## STUDY MATERIAL
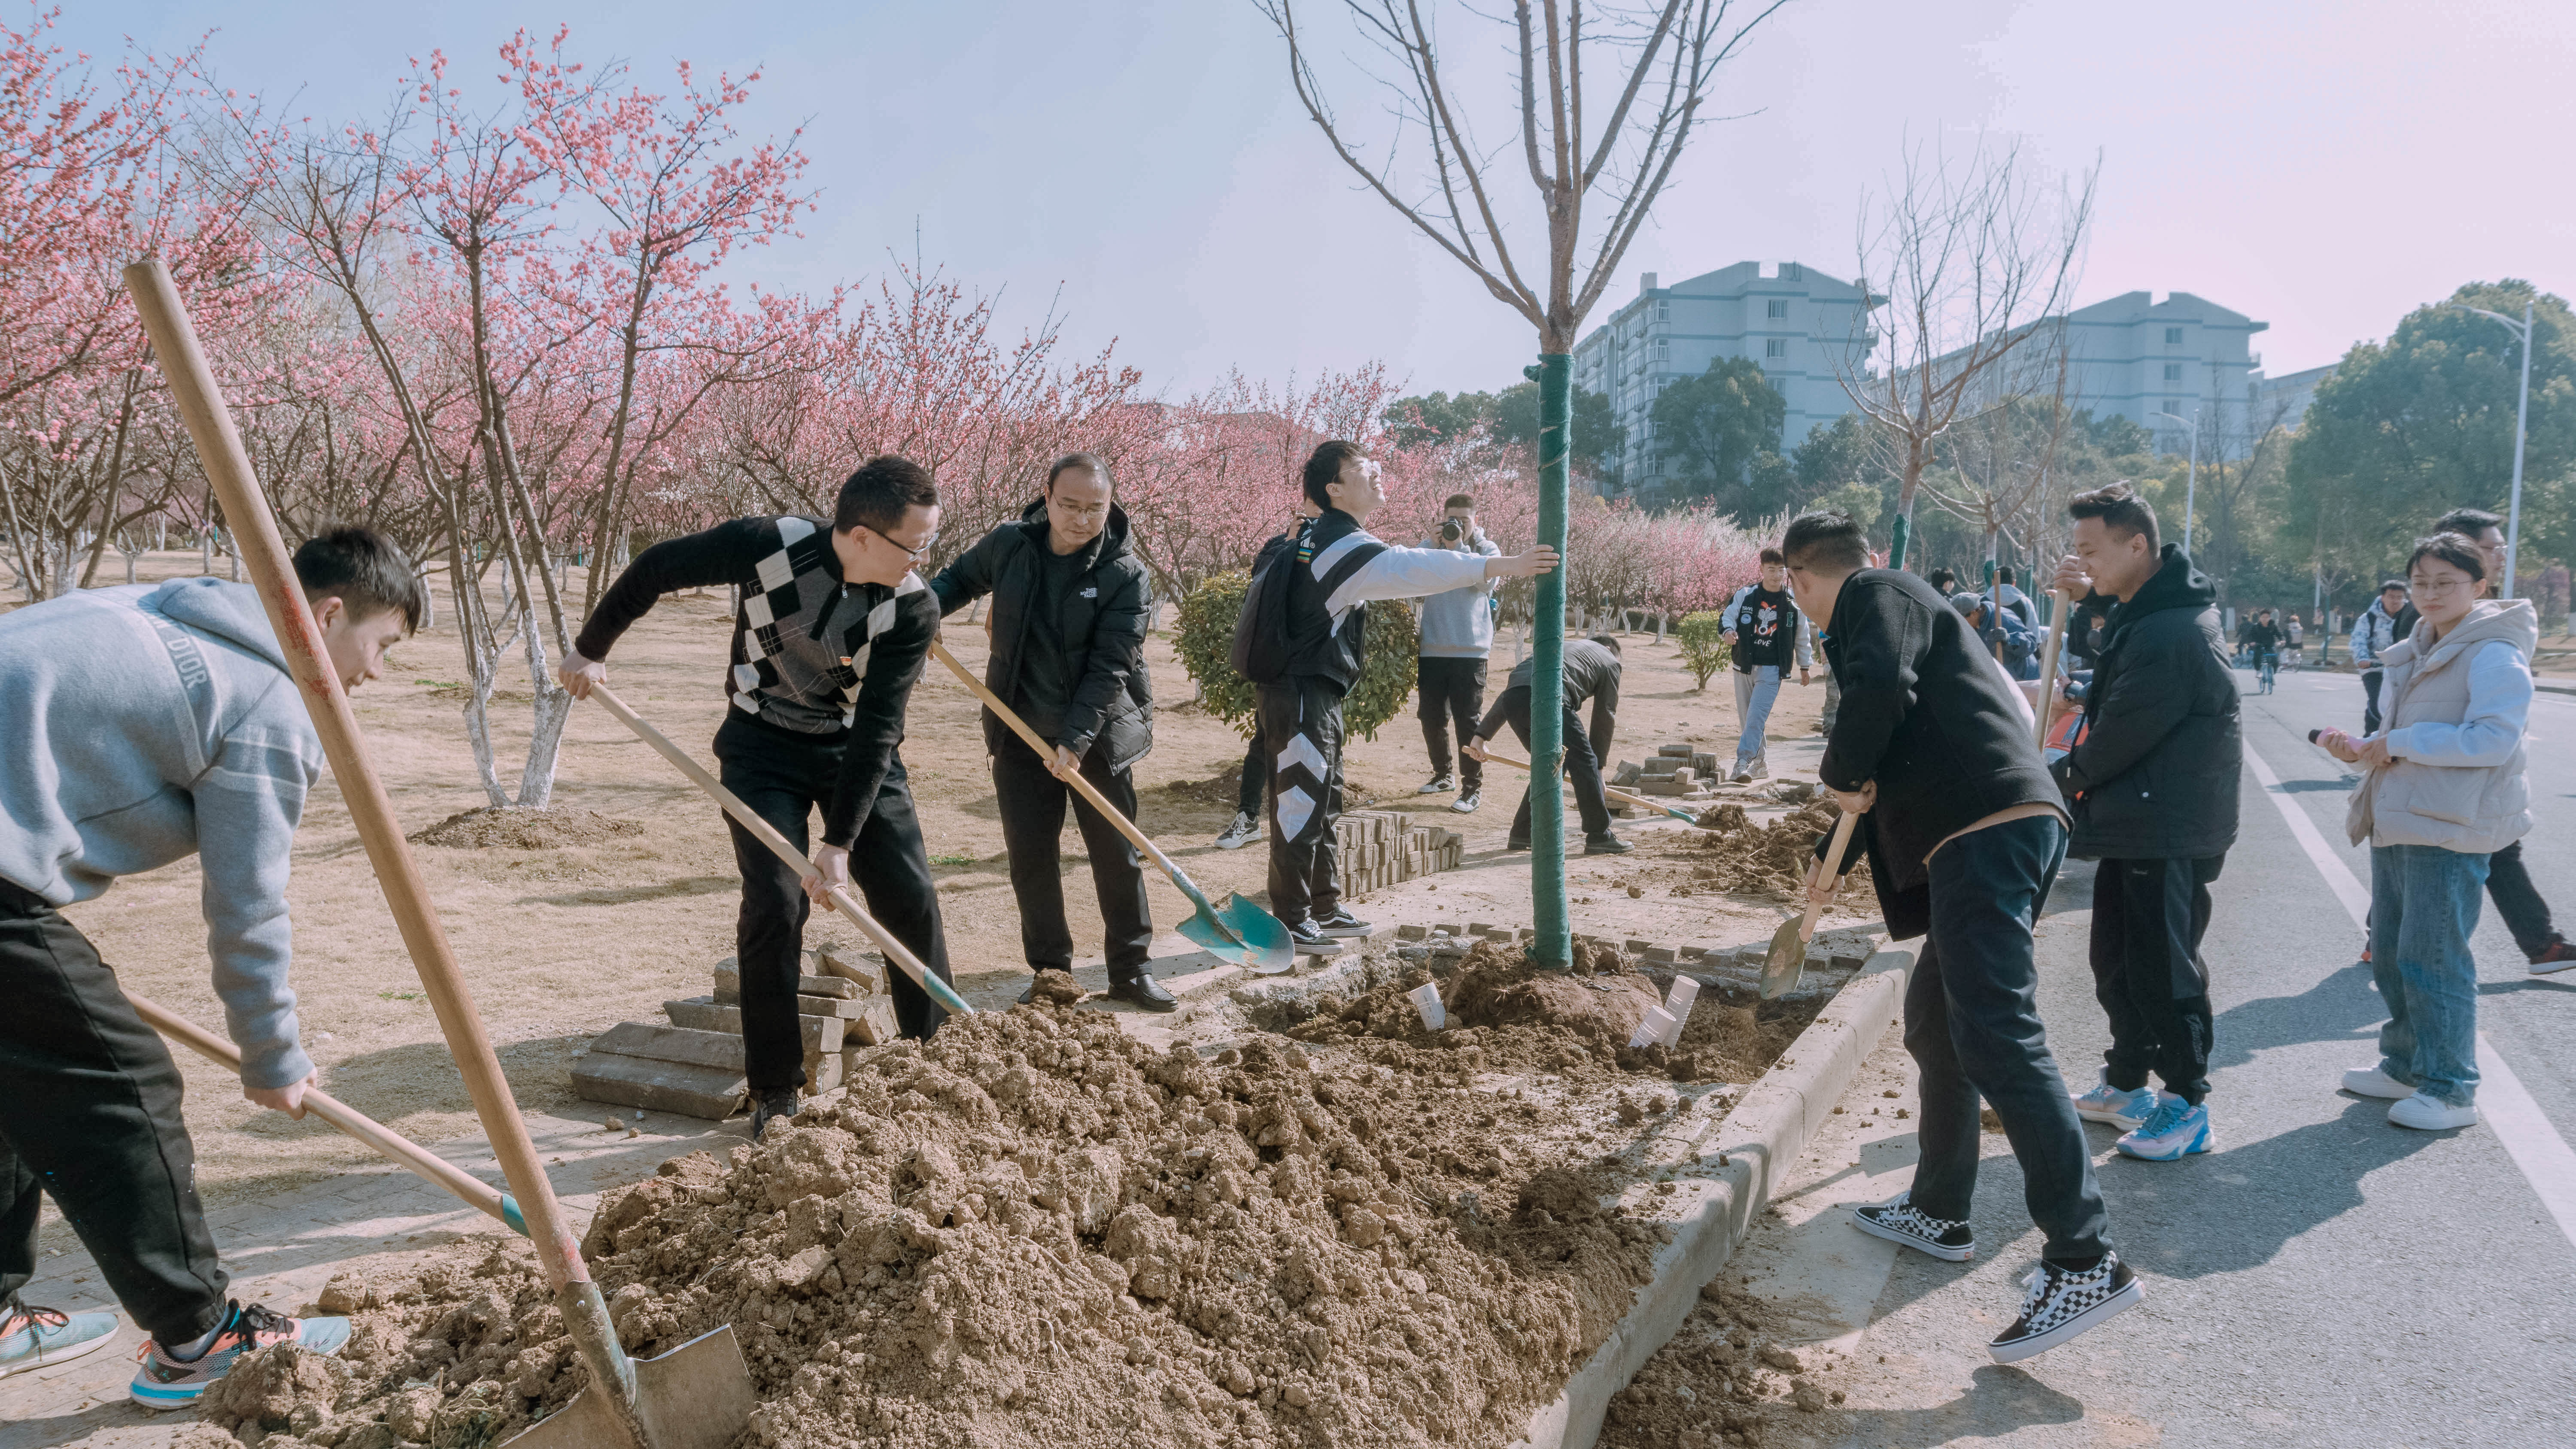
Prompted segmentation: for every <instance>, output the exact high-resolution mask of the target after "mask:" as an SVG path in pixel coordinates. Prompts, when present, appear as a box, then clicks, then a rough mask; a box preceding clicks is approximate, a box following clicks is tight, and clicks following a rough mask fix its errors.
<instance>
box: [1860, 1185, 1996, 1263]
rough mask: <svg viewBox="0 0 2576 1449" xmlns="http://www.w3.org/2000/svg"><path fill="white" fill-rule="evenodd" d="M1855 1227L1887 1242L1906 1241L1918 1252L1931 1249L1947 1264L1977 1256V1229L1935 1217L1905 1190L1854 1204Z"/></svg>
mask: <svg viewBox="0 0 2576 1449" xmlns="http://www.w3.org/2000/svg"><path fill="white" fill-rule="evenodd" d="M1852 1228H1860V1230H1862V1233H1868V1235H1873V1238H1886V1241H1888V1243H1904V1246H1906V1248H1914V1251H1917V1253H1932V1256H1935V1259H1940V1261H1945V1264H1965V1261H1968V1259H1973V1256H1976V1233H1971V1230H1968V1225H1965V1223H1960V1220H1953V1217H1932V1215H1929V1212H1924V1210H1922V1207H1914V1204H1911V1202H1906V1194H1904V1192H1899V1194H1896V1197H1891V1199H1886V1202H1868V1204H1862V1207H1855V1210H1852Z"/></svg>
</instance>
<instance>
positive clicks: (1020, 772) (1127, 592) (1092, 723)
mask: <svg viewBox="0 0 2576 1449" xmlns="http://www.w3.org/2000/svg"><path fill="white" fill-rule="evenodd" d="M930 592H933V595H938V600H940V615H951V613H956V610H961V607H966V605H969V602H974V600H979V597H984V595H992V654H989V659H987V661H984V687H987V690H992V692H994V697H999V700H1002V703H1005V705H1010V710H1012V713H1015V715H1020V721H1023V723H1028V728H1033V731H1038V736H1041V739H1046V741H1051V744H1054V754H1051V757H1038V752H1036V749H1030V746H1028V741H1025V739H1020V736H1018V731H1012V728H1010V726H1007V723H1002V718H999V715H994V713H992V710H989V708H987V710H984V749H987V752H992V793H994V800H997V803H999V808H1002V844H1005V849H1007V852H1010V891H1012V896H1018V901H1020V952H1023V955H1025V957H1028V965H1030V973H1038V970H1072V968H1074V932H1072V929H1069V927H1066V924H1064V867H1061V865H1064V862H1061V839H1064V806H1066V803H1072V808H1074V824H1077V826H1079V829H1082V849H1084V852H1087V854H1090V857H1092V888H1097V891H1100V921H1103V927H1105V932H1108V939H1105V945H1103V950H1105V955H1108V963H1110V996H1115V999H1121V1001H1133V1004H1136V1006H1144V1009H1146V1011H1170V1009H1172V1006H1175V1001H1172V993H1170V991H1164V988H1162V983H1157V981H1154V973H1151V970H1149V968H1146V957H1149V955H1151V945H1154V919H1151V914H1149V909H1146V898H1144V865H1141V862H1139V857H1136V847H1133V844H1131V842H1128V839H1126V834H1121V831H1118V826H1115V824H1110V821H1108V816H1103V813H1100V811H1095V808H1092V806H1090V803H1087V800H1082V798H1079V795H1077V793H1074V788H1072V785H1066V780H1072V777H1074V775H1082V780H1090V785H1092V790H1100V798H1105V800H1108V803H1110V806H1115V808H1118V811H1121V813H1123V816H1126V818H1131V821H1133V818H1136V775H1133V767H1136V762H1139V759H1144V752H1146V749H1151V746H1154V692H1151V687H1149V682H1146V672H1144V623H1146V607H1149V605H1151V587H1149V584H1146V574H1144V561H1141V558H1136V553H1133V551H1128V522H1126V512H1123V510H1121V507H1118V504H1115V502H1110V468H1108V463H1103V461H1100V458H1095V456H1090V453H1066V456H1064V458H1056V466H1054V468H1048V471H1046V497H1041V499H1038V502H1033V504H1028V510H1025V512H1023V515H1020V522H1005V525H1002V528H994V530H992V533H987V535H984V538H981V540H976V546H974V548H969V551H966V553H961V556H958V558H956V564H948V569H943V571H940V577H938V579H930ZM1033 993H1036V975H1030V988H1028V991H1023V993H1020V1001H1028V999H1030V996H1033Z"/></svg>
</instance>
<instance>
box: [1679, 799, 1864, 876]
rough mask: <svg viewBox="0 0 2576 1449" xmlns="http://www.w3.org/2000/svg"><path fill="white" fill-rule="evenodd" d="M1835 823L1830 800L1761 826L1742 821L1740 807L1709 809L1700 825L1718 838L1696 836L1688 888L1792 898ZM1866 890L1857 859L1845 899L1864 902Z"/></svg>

## JOB
The data above must be given back verbatim, minus its images.

## FINISHED EXERCISE
Prompted segmentation: for every <instance>, output the exact high-resolution mask of the target after "mask:" as an SVG path in pixel coordinates. Prompts, when present, appear as a box, then clicks, then a rough mask; a box preceding clicks is approximate, a box following clicks is tight, and clicks following a rough mask fix its errors.
<instance>
box: [1860, 1185, 1996, 1263]
rough mask: <svg viewBox="0 0 2576 1449" xmlns="http://www.w3.org/2000/svg"><path fill="white" fill-rule="evenodd" d="M1855 1227L1887 1242L1906 1241L1918 1252L1931 1249L1947 1264L1977 1256V1229L1935 1217L1905 1190L1854 1204Z"/></svg>
mask: <svg viewBox="0 0 2576 1449" xmlns="http://www.w3.org/2000/svg"><path fill="white" fill-rule="evenodd" d="M1852 1228H1860V1230H1862V1233H1868V1235H1873V1238H1886V1241H1888V1243H1904V1246H1906V1248H1914V1251H1917V1253H1932V1256H1935V1259H1940V1261H1945V1264H1965V1261H1968V1259H1973V1256H1976V1233H1971V1230H1968V1225H1965V1223H1960V1220H1953V1217H1932V1215H1929V1212H1924V1210H1922V1207H1914V1204H1911V1202H1906V1194H1904V1192H1899V1194H1896V1197H1891V1199H1886V1202H1868V1204H1862V1207H1855V1210H1852Z"/></svg>
</instance>
<instance>
positive clicks: (1020, 772) (1127, 592) (1092, 723)
mask: <svg viewBox="0 0 2576 1449" xmlns="http://www.w3.org/2000/svg"><path fill="white" fill-rule="evenodd" d="M930 592H933V595H938V600H940V615H951V613H956V610H961V607H966V605H969V602H974V600H979V597H984V595H992V654H989V659H987V661H984V687H987V690H992V692H994V697H999V700H1002V703H1005V705H1010V710H1012V713H1015V715H1020V721H1023V723H1028V728H1033V731H1038V736H1041V739H1046V741H1051V744H1054V754H1051V757H1038V752H1036V749H1030V746H1028V741H1025V739H1020V736H1018V731H1012V728H1010V726H1007V723H1002V718H999V715H994V713H992V710H989V708H987V710H984V749H987V752H992V793H994V800H997V803H999V808H1002V844H1005V849H1007V852H1010V891H1012V896H1018V901H1020V952H1023V955H1025V957H1028V965H1030V973H1038V970H1072V968H1074V932H1072V929H1069V927H1066V924H1064V867H1061V865H1064V862H1061V839H1064V806H1066V803H1072V808H1074V824H1077V826H1079V829H1082V849H1084V852H1087V854H1090V857H1092V888H1097V891H1100V921H1103V927H1105V932H1108V939H1105V945H1103V950H1105V955H1108V963H1110V996H1115V999H1121V1001H1133V1004H1136V1006H1144V1009H1146V1011H1170V1009H1172V1006H1175V1001H1172V993H1170V991H1164V988H1162V983H1157V981H1154V973H1151V970H1149V968H1146V957H1149V955H1151V945H1154V919H1151V914H1149V909H1146V898H1144V865H1141V862H1139V857H1136V847H1133V844H1131V842H1128V839H1126V834H1121V831H1118V826H1115V824H1110V821H1108V816H1103V813H1100V811H1095V808H1092V806H1090V803H1087V800H1082V798H1079V795H1077V793H1074V788H1072V785H1066V780H1072V777H1074V775H1082V780H1090V785H1092V790H1100V798H1105V800H1108V803H1110V806H1115V808H1118V811H1121V813H1123V816H1126V818H1131V821H1133V818H1136V775H1133V767H1136V762H1139V759H1144V752H1146V749H1151V746H1154V692H1151V687H1149V682H1146V672H1144V623H1146V607H1149V605H1151V587H1149V584H1146V574H1144V561H1141V558H1136V553H1133V551H1128V522H1126V512H1123V510H1121V507H1118V504H1115V502H1110V468H1108V463H1103V461H1100V458H1095V456H1090V453H1066V456H1064V458H1056V466H1054V468H1048V471H1046V497H1041V499H1038V502H1033V504H1028V510H1025V512H1023V515H1020V522H1005V525H1002V528H994V530H992V533H987V535H984V538H981V540H976V546H974V548H969V551H966V553H961V556H958V558H956V564H948V569H943V571H940V577H938V579H930ZM1033 993H1036V975H1030V988H1028V991H1023V993H1020V1001H1028V999H1030V996H1033Z"/></svg>
</instance>
<instance>
box: [1679, 799, 1864, 876]
rough mask: <svg viewBox="0 0 2576 1449" xmlns="http://www.w3.org/2000/svg"><path fill="white" fill-rule="evenodd" d="M1835 823L1830 800L1761 826L1742 821L1740 807L1709 809L1700 825L1718 838L1696 836L1688 888L1792 898ZM1866 890L1857 859L1845 899L1864 902Z"/></svg>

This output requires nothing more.